### RECORDS SHOWN
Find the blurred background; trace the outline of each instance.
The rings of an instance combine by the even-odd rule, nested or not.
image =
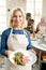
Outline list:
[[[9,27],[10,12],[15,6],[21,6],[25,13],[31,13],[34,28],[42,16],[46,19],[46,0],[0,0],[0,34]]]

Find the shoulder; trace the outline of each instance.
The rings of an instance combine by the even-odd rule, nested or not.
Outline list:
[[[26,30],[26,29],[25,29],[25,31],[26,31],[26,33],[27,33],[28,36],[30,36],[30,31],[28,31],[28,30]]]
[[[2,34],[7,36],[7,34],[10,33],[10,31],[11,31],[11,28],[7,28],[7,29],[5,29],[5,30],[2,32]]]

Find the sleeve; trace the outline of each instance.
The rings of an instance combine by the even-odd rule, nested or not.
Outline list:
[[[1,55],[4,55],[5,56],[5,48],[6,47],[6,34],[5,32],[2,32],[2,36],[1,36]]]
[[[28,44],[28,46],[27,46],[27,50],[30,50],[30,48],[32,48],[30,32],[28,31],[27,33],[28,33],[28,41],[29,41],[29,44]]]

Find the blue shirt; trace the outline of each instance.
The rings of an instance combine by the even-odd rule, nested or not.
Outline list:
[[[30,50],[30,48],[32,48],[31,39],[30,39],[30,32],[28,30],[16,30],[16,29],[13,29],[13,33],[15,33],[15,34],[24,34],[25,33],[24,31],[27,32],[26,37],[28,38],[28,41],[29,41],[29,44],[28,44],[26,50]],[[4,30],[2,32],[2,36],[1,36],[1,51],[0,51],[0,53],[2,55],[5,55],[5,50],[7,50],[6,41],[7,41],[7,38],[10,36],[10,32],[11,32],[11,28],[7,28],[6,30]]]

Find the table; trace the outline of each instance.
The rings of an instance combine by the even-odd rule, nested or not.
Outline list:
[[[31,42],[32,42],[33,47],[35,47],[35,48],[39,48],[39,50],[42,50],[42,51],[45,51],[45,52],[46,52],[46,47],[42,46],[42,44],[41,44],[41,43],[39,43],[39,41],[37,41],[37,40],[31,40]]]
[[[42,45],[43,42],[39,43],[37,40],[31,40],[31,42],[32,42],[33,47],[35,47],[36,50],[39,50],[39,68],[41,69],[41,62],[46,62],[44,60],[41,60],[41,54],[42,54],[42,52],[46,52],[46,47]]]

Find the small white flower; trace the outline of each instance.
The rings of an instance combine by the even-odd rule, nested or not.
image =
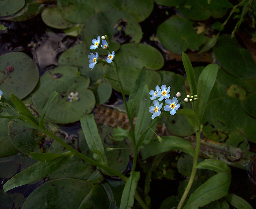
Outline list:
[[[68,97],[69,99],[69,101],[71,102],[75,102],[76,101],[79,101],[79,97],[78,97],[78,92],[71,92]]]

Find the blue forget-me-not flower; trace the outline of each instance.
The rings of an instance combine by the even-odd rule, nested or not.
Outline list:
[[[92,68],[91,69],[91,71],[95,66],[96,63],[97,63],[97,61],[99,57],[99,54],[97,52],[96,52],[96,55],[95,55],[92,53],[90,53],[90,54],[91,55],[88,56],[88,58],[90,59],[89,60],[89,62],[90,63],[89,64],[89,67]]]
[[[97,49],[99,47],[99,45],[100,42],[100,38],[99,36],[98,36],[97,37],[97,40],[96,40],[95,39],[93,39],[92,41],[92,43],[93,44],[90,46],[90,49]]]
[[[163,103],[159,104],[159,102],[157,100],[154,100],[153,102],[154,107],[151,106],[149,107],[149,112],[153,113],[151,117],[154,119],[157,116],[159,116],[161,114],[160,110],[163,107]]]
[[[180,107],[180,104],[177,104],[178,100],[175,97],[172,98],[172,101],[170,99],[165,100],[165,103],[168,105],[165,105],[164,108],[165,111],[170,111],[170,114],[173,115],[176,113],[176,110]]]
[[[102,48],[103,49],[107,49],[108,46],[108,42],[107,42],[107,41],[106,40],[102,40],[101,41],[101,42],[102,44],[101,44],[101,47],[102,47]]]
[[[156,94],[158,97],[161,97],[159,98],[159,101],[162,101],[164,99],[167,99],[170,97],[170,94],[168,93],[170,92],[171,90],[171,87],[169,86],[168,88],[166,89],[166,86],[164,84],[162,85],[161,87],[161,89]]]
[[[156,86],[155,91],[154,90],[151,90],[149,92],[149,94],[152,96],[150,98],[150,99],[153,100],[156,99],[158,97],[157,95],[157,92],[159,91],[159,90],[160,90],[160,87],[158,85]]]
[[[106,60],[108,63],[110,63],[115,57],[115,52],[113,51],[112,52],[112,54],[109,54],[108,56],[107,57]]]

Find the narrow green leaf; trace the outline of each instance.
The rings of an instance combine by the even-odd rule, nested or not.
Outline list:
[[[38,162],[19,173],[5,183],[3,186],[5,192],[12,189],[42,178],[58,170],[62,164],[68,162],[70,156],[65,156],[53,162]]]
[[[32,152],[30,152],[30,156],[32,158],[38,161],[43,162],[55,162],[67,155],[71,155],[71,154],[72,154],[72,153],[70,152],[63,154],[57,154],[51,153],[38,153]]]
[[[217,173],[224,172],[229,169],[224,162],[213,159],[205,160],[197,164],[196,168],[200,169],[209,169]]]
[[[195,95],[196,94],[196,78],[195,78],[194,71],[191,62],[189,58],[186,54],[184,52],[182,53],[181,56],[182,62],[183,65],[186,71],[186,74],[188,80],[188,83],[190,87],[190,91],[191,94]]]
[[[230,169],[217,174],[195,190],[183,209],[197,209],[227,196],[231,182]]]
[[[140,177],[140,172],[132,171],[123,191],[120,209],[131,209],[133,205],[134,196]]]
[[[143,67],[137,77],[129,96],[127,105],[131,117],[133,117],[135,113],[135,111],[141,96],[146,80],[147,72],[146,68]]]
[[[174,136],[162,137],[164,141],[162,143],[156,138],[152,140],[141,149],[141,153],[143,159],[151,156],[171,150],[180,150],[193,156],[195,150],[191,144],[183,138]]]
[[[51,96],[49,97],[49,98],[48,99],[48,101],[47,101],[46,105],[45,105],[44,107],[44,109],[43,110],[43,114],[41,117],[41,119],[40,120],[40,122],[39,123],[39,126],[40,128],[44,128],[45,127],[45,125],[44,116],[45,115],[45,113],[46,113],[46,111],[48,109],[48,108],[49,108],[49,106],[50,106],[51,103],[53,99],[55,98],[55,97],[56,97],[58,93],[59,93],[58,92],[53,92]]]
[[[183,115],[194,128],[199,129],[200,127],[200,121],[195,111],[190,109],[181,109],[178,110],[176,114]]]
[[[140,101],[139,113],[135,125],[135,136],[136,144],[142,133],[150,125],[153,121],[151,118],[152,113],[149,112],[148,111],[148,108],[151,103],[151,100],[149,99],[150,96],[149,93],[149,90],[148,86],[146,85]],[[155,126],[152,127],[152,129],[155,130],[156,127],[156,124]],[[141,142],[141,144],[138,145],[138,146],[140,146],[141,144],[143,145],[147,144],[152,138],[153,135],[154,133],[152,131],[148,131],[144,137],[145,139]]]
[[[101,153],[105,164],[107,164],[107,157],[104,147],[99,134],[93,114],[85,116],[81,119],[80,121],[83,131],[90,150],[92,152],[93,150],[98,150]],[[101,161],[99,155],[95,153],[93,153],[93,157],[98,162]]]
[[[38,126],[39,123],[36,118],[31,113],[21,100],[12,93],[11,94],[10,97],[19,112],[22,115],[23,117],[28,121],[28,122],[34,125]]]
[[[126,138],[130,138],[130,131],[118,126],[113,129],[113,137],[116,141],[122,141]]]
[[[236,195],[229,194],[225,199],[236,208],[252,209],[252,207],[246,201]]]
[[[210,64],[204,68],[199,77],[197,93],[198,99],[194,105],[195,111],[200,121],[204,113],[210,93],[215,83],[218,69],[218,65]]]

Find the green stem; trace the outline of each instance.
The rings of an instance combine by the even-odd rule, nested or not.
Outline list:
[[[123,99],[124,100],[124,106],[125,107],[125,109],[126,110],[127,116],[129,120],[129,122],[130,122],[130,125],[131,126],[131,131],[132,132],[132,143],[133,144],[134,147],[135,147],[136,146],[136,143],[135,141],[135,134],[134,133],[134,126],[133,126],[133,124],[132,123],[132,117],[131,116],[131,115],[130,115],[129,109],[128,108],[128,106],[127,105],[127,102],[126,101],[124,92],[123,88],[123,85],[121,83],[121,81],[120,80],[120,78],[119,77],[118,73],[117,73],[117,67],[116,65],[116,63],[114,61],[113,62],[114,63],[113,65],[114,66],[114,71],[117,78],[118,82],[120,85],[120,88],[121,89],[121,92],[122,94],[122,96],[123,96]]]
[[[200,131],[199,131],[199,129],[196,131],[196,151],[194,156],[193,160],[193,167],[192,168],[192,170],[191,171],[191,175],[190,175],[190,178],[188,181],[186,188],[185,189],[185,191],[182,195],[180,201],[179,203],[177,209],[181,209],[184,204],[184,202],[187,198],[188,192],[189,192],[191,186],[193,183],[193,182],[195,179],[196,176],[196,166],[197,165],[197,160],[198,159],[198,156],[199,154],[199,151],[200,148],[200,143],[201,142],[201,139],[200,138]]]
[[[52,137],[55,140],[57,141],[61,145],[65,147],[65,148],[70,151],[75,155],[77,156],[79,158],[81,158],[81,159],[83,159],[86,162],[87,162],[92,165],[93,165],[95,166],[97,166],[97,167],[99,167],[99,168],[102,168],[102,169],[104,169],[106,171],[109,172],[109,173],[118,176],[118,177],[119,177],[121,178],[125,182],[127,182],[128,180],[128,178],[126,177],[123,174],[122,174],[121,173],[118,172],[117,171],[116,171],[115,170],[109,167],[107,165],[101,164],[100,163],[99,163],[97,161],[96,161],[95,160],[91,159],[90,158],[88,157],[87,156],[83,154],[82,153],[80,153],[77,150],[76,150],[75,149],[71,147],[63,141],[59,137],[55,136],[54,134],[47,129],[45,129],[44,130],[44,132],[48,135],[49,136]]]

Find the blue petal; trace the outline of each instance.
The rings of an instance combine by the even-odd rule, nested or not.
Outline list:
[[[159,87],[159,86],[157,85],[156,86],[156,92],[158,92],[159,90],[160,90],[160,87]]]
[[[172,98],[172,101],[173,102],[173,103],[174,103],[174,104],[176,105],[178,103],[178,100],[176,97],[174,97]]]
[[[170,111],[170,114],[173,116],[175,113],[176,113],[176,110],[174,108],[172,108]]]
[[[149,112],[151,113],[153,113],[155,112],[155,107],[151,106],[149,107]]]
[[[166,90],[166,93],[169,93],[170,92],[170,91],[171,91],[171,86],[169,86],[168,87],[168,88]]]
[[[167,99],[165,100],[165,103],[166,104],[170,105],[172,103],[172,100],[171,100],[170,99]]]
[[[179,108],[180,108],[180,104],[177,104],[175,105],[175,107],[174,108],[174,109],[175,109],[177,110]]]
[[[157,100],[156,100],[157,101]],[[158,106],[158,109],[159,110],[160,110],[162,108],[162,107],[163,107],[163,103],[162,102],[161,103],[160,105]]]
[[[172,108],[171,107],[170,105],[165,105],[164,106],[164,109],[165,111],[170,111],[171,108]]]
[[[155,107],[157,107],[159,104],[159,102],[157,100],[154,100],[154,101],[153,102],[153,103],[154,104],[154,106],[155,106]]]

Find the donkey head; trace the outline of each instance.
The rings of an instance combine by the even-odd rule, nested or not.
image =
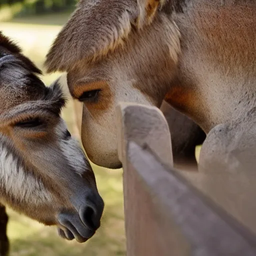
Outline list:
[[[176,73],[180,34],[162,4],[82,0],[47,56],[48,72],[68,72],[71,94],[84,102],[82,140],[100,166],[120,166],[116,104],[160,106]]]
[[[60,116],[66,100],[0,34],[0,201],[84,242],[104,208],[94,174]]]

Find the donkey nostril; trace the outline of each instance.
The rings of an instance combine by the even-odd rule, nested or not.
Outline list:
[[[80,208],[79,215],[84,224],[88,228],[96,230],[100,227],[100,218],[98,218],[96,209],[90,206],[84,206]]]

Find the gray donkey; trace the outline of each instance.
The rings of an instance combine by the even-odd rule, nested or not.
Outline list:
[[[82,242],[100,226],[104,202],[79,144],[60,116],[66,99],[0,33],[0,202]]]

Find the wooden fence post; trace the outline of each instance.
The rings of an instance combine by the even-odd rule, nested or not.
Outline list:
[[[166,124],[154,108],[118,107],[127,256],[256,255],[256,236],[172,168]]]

### DESCRIPTION OF THE TASK
Which lines in the items above contain the word "donkey", with case counting? Return each of those lines in full.

### SOLUTION FOR THIS TASK
Find the donkey head; trace the outline of each instance.
Find the donkey nostril; trace the outline of each instance.
Find the gray donkey; trace the outline of each instance.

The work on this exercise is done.